**Yapılacaklar**
(A) Bilinçaltı ve kararlar üzerine yazıda anlatılan deneye göre, denek tuşa basmadan kaç saniye önce kararın verildiği beyin sinyallerinden anlaşılıyor?
(B) Bilinçaltı ve kararlar üzerine yazıyı son cümlesinden sonra sürdürün.

**Sağlanan Metin**
──────────────────────────────

Popüler Yayınlar

16 Ağustos 2012 Perşembe

İlginç Bir Deneyin Yorumu: 6 Saniyede Yaşamak

    Şu an internette gördüğünüz başlıklar içerisinde eğer bu yazıyı açıp okuyorsanız, zaten daha sayfayı açmadan kararınız bu yöndeydi. Aynı şekilde sabahları uyandırmak için kurduğunuz saati kapatıp uyumaya devam ediyorsanız, daha gözünüzü açmadan bu kararı vermiştiniz bile... Önünüzdeki seçenekler içinde seçtiğiniz yol her neyse, zaten seçmeden, seçiminizi o yönde yapmışsınız demektir... Mesela tatil yapma şansınız olsa dünyanın hangi şehrinde yapardınız, diye bir soru sorsam cevabı ilk anda verecek kişiler olacaktır ama hâlâ düşünenlerin cevabını şuuraltı çoktan verdi. Bu söylediklerim elbette bazıları için masal gibi gelebilir veya "öyleyse bizim seçme irademiz yok mu?" sorusunu sorabilirler.

    Ancak aldığımız kararların zamanlamasını araştırmak için yapılan bir deneyde aslında kararları bilincimiz değil bilinçaltımız tarafından alındığını göstermiştir. Yani bilinçaltımızın bizi yönlendirdiği her seçim aslında bizim kendimize kodladığımız isteklerden başka bir şey değildir. Yani kendimizi programlayan yine biziz.
    Deney şu şekildeydi: Bir beyin tarayıcısı içerisine giren deneğin ellerine bir takım tuşlar verilir ve rastgele basması istenir. Tarayıcı tuşa basma anı ile beynin karar verdiği an arasındaki farkı gösterir. Denek tuşa basmadan 6 saniye önce kararın çoktan verildiği beyin sinyallerinden anlaşılır. Bilinçaltımız saniyeler önce karar vermiştir.

    BBC'de yapılan araştırma sonucu şöyledir: "Bilinçli akıl, beyin aktivitelerine kodlanmıştır beyin aktiviteleri tarafından gerçekleştirilir. Ancak bilinçaltımız da beyin aktivitemizde olan belli yönlerimizin, istelerimizin ve eğilimlerimizin farkındadır. Yani bilinçaltımızın aldığı hiçbir karar istemediğimiz bir şey yaptıramaz."
    Yapılan deney ve sonucu bu şekildeydi ama hem araştırmacılar hem de denek sonuçtan çok ürkmüştü. Hayatımıza yön veren asıl şeyin ne veya hangi tür eylemlerin olduğunu keşfetmek hayatî derecede önemliydi. Kararlar bilinçaltımız tarafından veriliyor ise onu yönetebilmek gerekiyordu. Biliçaltıysa alışkanlıklar ve tekrarlarla öğreniyor. Yani tekrarlanan aktiviteler. Hayatta sürekli neyi uygularsak onunla karşılarız.

──────────────────────────────

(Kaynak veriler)

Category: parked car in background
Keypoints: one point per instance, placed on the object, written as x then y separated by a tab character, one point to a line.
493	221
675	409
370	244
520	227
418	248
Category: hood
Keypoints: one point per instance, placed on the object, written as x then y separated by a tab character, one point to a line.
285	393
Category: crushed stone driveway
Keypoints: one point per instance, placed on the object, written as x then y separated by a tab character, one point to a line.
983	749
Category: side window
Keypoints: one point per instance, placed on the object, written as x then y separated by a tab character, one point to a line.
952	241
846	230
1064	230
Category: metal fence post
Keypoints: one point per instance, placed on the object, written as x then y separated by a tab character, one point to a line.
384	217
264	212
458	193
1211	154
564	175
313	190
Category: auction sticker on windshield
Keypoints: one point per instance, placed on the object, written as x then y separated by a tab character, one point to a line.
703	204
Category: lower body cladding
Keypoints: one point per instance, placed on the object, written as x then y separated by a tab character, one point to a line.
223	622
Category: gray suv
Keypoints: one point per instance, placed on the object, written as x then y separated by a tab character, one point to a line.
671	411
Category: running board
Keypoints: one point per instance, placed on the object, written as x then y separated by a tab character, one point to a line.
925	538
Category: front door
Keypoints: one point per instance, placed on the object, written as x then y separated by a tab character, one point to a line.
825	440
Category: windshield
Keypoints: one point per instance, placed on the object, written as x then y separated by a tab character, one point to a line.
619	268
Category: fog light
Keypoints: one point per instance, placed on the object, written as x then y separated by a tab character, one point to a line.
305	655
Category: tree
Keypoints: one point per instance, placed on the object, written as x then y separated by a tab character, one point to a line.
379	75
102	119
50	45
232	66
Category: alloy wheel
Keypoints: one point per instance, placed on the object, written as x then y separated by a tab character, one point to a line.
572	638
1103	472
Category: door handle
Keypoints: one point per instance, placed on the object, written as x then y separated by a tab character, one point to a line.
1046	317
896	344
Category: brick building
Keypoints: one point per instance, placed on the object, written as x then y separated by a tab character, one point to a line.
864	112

──────────────────────────────

**Alıştırma Sonuçları**
(A) Denek tuşa basmadan 6 saniye önce.

(B)
    Bir diğer sonuçsa kendimizi yine bizim programlamamızdır. Aklıma gelmişken benzerliği çağrıstırması için bir örnek olarak da Barcelona verilebilir. Ne alakası var :) işte şöyle; uzun zamandır savunma taktiği merak edilen takımın sırrı "6 saniye kuralı" çıktı. Taktik şu şekilde başlıyordu: Defanstaki bir futbolcu  karşı takımın futbolcusundan topu aldığı zaman ayağında durdurmadan diğer takım arkadaşlarıyla sürekli paslaşarak karşı takımın forvet oyuncularını hem yoruyor hem de şaşırtıyordu. Hızlı paslaşma 6 saniye sürüyordu. Bu hareket oyunu daha iyi yönlendirmelerini ve daha hızlı atak yapmalarını sağlıyordu. Neyse alakayı çok kuramadım :) konuya dönelim..

    Aşağı yukarı hepimizin duyduğu bir söz vardır; kelimeler düşünceleri, düşünceler davranışları, davranışlar da hayatı belirler. Evet, hiçbir zaman düşüncelerimizi kontrol edemeyiz fakat kelimelerimizi kontrol edebiliriz. Ve tekrar ederek bilinçaltımızı düzenleyebilir ve hayatımızın kontrolünü ele geçirebiliriz.
    Hayatta her an düşündüğümüze göre her an seçim yapmaktayız. Kararları beynimiz 6 saniye önce veriyorsa, 6 saniye sonra ne yapacağımızı an itibariyle seçiyor bu da ne yapacağımız şimdiden belli demektir. Buna rağmen ilginç bir şekilde 6 saniyede çark eden insanlar da çıkabiliyor :)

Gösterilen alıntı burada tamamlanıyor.